Excerpted text ▸
######

This survey at the Opalka Gallery does justice to Hartigan’s wide-ranging trajectory, although paintings from the late ’50s and early ’60s—an important phase—are not represented. Two medium-sized early abstract works (Donna and White, both from 1951), marked by a mastery of composition and a color scheme with lots of gray tones, join a wonderful small yellow, white and black collaged painting (Untitled, 1949), to introduce her as an important abstract expressionist.

Hartigan rubbed elbows with Willem de Kooning and Jackson Pollock and was close with poet Frank O’Hara. In 1956, the Museum of Modern Art staged Twelve Americans, an exhibition that hailed the second generation of abstract expressionists; Hartigan was the only woman chosen for the show. Nelson Rockefeller bought one of her oils, City Life (1956). She was celebrated in the pages of Life magazine and in Newsweek.

Her fame ebbed quickly, but this exhibition demonstrates a restless imagination constantly reinventing itself. Rockefeller Center (1990), could be by an entirely different artist from the creator of the ’50s paintings. Gone are the carefully networked abstract schemes of swooshes and crosses (gone, too, are the thick black outlines she favored in the ’60s and ’70s). Rockefeller Center instead creates open planes that clash with riotous splotches in bright red, blue, and white with rubbed-out areas, so that one gets the visceral sense of participating in a splashy (or bloody?) frenzy of public delight.

One theme uniting her work is its preoccupation with symbols of American identity. An example here, Hollywood Interior (1993), poses vacuous women on the telephone, one of them a hot pink silhouette. Some of her early paintings delighted in American consumerism; this era of her work is not represented in this survey, which is unfortunate, because it is one of her best.

By the 1960s, she had moved to Baltimore, where she remains today. She has had fairly tumultuous relationships, marrying a few times and going through treatment for alcoholism, and her work’s evolution reflects an up-and-down pattern. Paintings from the ’70s such as Have You Ever Seen Spain? (1974) and Bread Sculpture (1977) vacillate between a manic energy with hot colors and an empty, depressed mood transmitted by the eyes of cartoonish characters. Her ’70s work, read by some as aligned with pop art (although she rejects pop art’s ideology), appears deliberately ugly. Dolls (1976) follows a trend in Hartigan’s painting of ironically depicting femininity in naïf tableaux that can be aptly compared to street mural art. The darkly colored Male Image (1966) also has something to say about gender. It is a wall of paint, a labyrinth of phallic shapes with dead ends. Much of her work presents this kind of barrier to visual entry with a flattened, warped perspective and jarring colors.

Making yet another total turnaround, paintings in the ’80s and beyond celebrate color and texture: Gondolas and Towers, Venice (both 1990) are in watercolors, while Greuze’s Woman in White (2002) highlights simple, striking pinks and grays.

Follies of 1934 (1989) summarizes for me Hartigan’s many contradictions: It juxtaposes four large, cartoonish female figures on a beautiful splattered-pastel ground of light blue, darker purple, pink, and gold. The lovely splashes and gradations of color seem to contrast with the crudely drawn women, but their comical-sad figures give the painting form and life.

Hartigan’s large-scale paintings must be seen from a distance, and the Opalka Gallery, which is one big airy room, makes an ideal space for viewing. There isn’t much curatorial guidance—one short textual summary hangs on a wall, although a brief film clip and some books on display help.

At various times in her career, male mentors gave Hartigan advice: Isaac Lane Muse, also a painter and her partner in the late 1940s, told her not to paint abstractly, while the critic Clement Greenberg told her, when she had begun a series interpreting old master paintings, to return to pure abstraction. Yet she insisted on her diverse modes. Combining an abstract-expressionist style with a sometimes creepy primitivism, her crowded, boisterous canvases stubbornly and, sometimes delightfully, persist in being what they are.

######

Stated task ▸
Reproduce the exhibition review verbatim from "Making yet another" to "on display help.". The items have no role in what is asked here.

Extracted material ▸
######

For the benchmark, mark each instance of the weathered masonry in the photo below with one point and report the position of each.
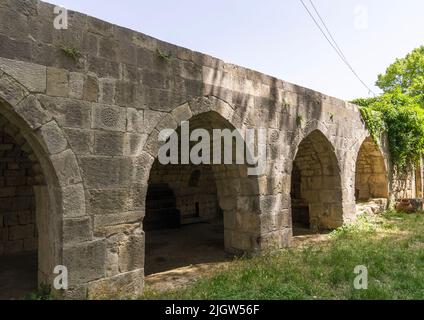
(80, 114)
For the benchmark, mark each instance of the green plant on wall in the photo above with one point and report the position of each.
(299, 121)
(401, 117)
(71, 52)
(163, 55)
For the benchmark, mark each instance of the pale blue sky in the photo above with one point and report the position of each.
(277, 37)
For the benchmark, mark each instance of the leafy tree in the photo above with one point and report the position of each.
(406, 74)
(399, 111)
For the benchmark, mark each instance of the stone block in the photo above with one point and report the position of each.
(109, 118)
(109, 143)
(32, 76)
(80, 140)
(31, 110)
(85, 262)
(77, 230)
(53, 138)
(74, 201)
(67, 168)
(128, 285)
(76, 85)
(91, 89)
(57, 82)
(102, 172)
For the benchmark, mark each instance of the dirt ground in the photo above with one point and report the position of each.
(177, 258)
(18, 275)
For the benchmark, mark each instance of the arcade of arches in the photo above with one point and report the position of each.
(81, 185)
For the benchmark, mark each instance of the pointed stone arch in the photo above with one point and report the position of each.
(316, 190)
(239, 199)
(371, 172)
(58, 191)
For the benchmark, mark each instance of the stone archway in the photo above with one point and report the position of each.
(316, 192)
(371, 177)
(53, 184)
(223, 196)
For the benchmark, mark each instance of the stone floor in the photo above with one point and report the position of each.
(190, 245)
(18, 275)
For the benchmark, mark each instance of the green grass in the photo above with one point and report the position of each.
(391, 246)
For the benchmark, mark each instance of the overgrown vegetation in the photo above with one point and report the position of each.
(163, 55)
(72, 53)
(391, 246)
(43, 293)
(399, 111)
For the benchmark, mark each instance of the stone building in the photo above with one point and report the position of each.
(80, 114)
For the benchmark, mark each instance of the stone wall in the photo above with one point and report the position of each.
(371, 180)
(93, 119)
(193, 186)
(320, 182)
(18, 176)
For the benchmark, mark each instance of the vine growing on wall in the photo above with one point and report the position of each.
(402, 119)
(399, 111)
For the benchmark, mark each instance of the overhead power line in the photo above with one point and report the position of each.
(330, 38)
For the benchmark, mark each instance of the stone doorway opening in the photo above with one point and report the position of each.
(19, 176)
(371, 181)
(200, 214)
(183, 223)
(316, 194)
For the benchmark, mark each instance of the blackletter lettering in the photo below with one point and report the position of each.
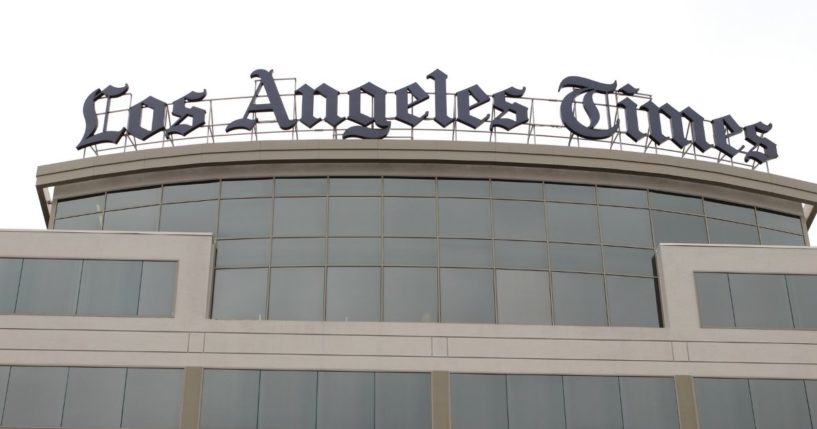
(403, 105)
(90, 138)
(181, 111)
(501, 104)
(464, 115)
(308, 105)
(275, 105)
(355, 115)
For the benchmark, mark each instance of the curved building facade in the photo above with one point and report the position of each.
(416, 284)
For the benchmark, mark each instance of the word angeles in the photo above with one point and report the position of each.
(686, 127)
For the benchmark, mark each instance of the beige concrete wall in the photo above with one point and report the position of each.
(190, 339)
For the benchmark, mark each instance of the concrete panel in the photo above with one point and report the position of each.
(560, 349)
(317, 344)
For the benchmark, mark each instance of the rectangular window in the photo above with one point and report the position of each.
(756, 301)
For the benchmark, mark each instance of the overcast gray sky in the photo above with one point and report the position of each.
(754, 60)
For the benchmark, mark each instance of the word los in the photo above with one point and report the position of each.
(508, 115)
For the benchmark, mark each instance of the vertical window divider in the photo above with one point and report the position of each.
(494, 275)
(439, 256)
(788, 297)
(19, 283)
(601, 250)
(64, 393)
(547, 252)
(79, 286)
(124, 390)
(327, 214)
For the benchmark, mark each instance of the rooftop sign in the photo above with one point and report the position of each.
(371, 112)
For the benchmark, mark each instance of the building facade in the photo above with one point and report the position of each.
(409, 284)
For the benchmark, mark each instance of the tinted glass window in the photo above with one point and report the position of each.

######

Written answer ▸
Making yet another total turnaround, paintings in the ’80s and beyond celebrate color and texture: Gondolas and Towers, Venice (both 1990) are in watercolors, while Greuze’s Woman in White (2002) highlights simple, striking pinks and grays.

Follies of 1934 (1989) summarizes for me Hartigan’s many contradictions: It juxtaposes four large, cartoonish female figures on a beautiful splattered-pastel ground of light blue, darker purple, pink, and gold. The lovely splashes and gradations of color seem to contrast with the crudely drawn women, but their comical-sad figures give the painting form and life.

Hartigan’s large-scale paintings must be seen from a distance, and the Opalka Gallery, which is one big airy room, makes an ideal space for viewing. There isn’t much curatorial guidance—one short textual summary hangs on a wall, although a brief film clip and some books on display help.